WORK TO BE COMPLETED:
In the records below, find the line containing "Please point out the red". Output it and every line after it to the end, unchanged, with no pictures.

Stored data entries:
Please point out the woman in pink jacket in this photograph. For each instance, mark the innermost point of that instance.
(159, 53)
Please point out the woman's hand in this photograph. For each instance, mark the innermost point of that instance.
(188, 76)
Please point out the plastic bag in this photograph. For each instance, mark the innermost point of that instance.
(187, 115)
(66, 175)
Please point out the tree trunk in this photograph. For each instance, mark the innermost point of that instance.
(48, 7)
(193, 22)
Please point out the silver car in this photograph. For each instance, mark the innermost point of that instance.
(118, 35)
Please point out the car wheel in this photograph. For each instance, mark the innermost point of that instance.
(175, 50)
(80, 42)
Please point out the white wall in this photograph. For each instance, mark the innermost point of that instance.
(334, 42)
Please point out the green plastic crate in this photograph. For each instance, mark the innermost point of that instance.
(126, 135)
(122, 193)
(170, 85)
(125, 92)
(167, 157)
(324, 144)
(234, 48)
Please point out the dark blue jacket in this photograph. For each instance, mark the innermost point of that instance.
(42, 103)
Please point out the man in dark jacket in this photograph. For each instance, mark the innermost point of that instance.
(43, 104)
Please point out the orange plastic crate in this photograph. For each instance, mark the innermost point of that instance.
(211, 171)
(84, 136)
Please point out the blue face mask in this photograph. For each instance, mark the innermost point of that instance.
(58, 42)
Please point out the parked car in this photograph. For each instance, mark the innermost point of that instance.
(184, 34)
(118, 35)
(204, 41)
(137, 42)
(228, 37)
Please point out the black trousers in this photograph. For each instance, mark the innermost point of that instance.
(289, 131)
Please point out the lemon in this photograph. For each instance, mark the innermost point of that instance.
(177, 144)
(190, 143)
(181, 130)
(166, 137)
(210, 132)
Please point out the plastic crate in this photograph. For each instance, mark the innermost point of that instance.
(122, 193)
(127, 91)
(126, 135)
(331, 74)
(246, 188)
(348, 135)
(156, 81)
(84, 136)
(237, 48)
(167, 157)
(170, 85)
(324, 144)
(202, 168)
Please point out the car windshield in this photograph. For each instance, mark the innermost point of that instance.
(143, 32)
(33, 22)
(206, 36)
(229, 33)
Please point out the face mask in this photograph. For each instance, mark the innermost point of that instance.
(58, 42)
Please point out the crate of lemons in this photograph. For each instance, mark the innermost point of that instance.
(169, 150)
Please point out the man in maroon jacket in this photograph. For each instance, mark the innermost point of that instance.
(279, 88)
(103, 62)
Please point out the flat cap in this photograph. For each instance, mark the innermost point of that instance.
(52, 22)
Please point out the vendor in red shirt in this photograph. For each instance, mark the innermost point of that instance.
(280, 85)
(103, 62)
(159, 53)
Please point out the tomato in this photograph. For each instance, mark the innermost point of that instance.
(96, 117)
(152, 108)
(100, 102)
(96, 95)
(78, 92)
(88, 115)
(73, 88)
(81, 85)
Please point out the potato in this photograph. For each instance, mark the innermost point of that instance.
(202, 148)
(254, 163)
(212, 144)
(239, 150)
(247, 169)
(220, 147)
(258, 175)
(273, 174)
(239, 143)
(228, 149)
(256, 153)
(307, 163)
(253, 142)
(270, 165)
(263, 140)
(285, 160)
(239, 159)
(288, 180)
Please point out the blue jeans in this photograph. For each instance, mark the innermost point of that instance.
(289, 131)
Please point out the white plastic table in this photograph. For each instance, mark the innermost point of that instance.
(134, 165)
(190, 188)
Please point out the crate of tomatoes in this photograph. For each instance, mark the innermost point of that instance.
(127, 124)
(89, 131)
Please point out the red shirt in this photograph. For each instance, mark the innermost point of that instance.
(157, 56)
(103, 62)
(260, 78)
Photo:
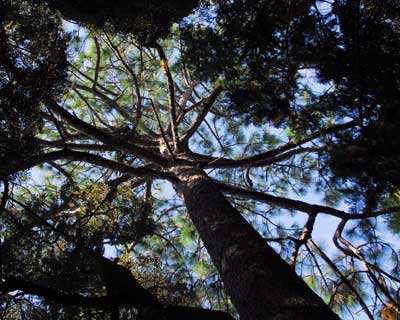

SOLUTION BELOW:
Please point out the red shirt in this photograph. For each instance, mark the innermost point of that instance.
(157, 56)
(103, 62)
(260, 78)
Photo:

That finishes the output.